__Prompt__:
Gather every line of the listing below that contains the word "helmet", and copy each of those lines in full.

__Data excerpts__:
☆ ☆ ☆ ☆

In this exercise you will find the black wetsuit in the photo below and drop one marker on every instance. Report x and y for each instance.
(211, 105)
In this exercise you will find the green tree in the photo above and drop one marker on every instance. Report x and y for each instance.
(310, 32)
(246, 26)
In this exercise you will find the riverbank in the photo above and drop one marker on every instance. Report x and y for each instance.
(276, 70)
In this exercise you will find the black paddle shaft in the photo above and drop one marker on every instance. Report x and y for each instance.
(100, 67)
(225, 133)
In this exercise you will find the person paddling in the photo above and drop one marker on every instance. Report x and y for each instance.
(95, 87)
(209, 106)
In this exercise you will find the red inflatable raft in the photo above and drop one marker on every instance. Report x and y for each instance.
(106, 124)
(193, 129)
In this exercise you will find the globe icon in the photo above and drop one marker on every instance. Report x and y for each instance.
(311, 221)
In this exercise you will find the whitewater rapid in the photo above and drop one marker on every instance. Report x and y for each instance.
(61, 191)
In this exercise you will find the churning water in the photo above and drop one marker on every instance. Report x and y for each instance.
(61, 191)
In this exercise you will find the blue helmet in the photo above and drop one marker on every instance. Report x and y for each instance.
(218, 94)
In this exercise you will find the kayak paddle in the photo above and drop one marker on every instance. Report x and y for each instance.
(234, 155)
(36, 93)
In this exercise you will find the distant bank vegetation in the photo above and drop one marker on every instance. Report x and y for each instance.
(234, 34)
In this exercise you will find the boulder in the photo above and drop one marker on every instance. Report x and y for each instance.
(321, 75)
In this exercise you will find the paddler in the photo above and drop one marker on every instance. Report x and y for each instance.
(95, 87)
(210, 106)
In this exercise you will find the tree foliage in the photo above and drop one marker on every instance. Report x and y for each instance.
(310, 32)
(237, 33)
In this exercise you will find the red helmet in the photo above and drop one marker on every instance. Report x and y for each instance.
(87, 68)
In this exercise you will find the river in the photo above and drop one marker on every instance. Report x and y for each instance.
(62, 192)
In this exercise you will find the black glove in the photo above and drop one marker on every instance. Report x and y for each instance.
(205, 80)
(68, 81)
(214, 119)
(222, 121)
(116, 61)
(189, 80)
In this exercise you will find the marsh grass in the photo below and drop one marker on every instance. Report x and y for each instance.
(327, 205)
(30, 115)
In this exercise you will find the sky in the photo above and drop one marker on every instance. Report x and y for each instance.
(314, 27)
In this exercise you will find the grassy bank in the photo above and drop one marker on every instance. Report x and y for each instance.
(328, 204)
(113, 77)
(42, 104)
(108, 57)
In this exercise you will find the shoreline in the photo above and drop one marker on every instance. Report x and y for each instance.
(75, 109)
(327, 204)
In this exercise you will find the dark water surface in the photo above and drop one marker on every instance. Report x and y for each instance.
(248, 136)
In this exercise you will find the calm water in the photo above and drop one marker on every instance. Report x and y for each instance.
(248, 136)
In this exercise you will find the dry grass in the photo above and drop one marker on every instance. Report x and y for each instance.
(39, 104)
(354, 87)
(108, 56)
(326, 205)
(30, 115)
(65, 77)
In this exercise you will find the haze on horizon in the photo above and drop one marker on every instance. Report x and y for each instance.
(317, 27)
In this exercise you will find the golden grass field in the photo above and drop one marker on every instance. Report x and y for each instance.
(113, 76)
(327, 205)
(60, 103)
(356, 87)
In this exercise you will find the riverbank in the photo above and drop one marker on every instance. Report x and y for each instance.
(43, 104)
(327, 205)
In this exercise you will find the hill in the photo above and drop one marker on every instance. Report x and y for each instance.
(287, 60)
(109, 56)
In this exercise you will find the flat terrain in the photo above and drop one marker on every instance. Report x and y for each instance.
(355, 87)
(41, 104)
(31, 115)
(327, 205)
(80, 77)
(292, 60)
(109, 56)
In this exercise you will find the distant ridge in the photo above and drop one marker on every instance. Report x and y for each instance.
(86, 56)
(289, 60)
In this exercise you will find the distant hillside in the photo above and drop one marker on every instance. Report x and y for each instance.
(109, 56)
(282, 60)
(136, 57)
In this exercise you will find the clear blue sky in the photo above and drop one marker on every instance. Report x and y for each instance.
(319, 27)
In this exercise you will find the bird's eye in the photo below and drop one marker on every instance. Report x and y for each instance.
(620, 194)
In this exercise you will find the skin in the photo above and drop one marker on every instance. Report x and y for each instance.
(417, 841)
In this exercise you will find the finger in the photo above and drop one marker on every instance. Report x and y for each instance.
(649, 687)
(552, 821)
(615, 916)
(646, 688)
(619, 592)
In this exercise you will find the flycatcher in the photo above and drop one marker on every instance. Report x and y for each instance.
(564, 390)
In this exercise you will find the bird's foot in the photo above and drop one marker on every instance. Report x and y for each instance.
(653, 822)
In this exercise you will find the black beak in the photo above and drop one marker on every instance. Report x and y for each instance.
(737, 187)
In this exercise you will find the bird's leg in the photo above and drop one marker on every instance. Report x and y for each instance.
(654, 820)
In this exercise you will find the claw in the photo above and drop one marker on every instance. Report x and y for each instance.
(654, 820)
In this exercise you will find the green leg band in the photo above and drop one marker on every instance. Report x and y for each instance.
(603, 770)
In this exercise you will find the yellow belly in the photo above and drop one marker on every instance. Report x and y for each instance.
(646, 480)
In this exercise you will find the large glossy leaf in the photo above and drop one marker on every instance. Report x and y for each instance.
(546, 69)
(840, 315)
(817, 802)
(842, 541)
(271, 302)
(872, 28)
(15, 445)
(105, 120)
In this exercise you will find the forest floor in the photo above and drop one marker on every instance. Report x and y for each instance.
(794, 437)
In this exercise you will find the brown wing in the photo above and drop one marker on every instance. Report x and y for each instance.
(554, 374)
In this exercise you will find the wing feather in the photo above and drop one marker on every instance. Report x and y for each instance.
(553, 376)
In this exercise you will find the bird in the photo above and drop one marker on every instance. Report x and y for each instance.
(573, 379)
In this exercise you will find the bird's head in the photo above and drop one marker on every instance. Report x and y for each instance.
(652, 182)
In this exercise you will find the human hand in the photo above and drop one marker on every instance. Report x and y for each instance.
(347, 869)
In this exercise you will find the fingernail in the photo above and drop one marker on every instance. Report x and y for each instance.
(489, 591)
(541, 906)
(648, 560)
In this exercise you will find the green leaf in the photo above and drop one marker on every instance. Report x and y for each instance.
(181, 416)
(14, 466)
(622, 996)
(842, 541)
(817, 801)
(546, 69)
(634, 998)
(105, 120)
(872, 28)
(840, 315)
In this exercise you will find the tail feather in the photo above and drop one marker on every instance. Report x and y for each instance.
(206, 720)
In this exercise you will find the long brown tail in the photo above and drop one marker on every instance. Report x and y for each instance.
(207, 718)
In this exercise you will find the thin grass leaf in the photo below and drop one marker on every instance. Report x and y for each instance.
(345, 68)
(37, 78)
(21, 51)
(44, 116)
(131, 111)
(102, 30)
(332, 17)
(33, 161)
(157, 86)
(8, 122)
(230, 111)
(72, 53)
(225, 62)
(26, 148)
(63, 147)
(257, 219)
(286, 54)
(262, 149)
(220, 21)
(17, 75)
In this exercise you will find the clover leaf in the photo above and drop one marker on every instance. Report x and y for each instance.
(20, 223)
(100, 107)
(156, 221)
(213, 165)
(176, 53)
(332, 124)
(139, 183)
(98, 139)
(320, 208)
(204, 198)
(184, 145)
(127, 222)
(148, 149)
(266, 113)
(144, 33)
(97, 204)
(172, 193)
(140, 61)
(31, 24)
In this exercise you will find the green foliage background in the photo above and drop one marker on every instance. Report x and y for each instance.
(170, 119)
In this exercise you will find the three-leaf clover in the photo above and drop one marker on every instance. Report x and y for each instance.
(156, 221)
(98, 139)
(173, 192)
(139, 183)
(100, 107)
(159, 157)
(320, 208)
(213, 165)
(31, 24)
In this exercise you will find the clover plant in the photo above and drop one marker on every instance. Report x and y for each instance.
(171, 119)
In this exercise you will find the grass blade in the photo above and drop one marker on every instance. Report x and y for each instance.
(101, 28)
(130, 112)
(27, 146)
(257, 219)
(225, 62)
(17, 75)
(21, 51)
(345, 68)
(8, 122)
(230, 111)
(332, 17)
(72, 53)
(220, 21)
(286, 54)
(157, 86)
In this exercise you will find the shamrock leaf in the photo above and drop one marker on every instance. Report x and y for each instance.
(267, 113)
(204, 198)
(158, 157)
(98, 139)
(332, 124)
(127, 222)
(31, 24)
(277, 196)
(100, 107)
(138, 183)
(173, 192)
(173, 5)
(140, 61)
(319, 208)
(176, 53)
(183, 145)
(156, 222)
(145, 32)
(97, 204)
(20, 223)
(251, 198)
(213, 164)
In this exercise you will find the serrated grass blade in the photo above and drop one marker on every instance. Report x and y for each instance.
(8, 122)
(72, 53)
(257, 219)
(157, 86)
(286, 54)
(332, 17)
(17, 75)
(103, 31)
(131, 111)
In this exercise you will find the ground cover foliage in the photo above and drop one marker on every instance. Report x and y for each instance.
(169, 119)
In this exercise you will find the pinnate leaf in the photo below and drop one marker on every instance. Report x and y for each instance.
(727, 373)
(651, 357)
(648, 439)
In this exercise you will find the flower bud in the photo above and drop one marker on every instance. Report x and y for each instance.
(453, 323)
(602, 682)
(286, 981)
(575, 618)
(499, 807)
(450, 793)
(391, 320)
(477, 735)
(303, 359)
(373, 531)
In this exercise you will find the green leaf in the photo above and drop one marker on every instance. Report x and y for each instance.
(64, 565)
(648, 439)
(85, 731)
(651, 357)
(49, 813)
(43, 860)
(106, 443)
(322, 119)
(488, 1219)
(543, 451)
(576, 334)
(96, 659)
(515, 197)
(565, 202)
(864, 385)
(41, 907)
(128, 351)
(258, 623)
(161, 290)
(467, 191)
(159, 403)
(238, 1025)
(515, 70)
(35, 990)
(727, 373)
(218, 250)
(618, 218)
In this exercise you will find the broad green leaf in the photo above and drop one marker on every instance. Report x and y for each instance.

☆ ☆ ☆ ☆

__Complete answer__:
In this exercise you will find the blue helmet in the photo above and drop one marker on every instance. Report x and y for each instance.
In this exercise you will find the red helmet in the photo above and drop one marker on every instance. Report x and y for each instance.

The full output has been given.